- _Exercise brief_
Render every line of the listing below as a JSON list of strings, one string per line, with blank lines left out. Leave the pictures out of the answer.

(Coordinate annotation entries)
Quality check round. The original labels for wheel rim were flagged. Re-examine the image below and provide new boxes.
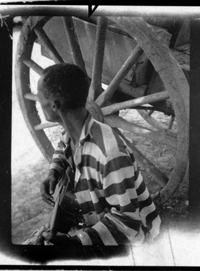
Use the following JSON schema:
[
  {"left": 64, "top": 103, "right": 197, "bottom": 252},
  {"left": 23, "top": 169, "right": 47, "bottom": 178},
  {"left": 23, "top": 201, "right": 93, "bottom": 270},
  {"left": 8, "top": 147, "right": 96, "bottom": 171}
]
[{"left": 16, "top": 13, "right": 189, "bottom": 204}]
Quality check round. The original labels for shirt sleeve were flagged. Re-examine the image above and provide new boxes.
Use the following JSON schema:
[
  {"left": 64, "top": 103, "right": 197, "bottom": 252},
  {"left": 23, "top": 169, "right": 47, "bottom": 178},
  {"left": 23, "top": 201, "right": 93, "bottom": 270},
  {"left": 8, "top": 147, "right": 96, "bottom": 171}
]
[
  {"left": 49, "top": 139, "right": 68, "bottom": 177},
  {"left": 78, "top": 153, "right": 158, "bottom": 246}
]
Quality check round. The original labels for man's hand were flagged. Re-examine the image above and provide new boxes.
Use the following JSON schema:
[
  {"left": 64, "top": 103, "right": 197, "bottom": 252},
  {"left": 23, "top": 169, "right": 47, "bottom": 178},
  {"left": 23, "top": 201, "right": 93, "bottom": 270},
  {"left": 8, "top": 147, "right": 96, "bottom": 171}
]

- _Output of the task_
[
  "Quality check round. The original labels for wheel rim were flagged. Re-examine the image below and provide new boxes.",
  "Use the following JSON schema:",
  "[",
  "  {\"left\": 64, \"top\": 103, \"right\": 197, \"bottom\": 252},",
  "  {\"left\": 23, \"top\": 169, \"right\": 47, \"bottom\": 178},",
  "  {\"left\": 23, \"top\": 201, \"right\": 93, \"bottom\": 270},",
  "  {\"left\": 8, \"top\": 147, \"right\": 96, \"bottom\": 171}",
  "]",
  "[{\"left\": 16, \"top\": 13, \"right\": 189, \"bottom\": 204}]",
  "Quality check round. The original labels for shirt sleeve were flagged. Re-examine the image above and provide new boxes.",
  "Use the following JSON schema:",
  "[",
  "  {\"left\": 64, \"top\": 103, \"right\": 197, \"bottom\": 252},",
  "  {\"left\": 23, \"top\": 169, \"right\": 47, \"bottom\": 178},",
  "  {\"left\": 23, \"top\": 201, \"right\": 93, \"bottom\": 270},",
  "  {\"left\": 8, \"top\": 147, \"right\": 96, \"bottom\": 171}",
  "]",
  "[",
  "  {\"left\": 49, \"top\": 139, \"right\": 68, \"bottom\": 177},",
  "  {\"left\": 78, \"top\": 153, \"right\": 158, \"bottom\": 246}",
  "]",
  "Quality check round. The original labels for man's hand were flagged. Re-examine the image above and provide new boxes.",
  "Use the following JSON schema:",
  "[",
  "  {\"left\": 64, \"top\": 103, \"right\": 197, \"bottom\": 252},",
  "  {\"left\": 23, \"top\": 169, \"right\": 47, \"bottom\": 178},",
  "  {\"left\": 23, \"top\": 201, \"right\": 93, \"bottom\": 270},",
  "  {\"left\": 8, \"top\": 147, \"right\": 96, \"bottom\": 171}",
  "]"
]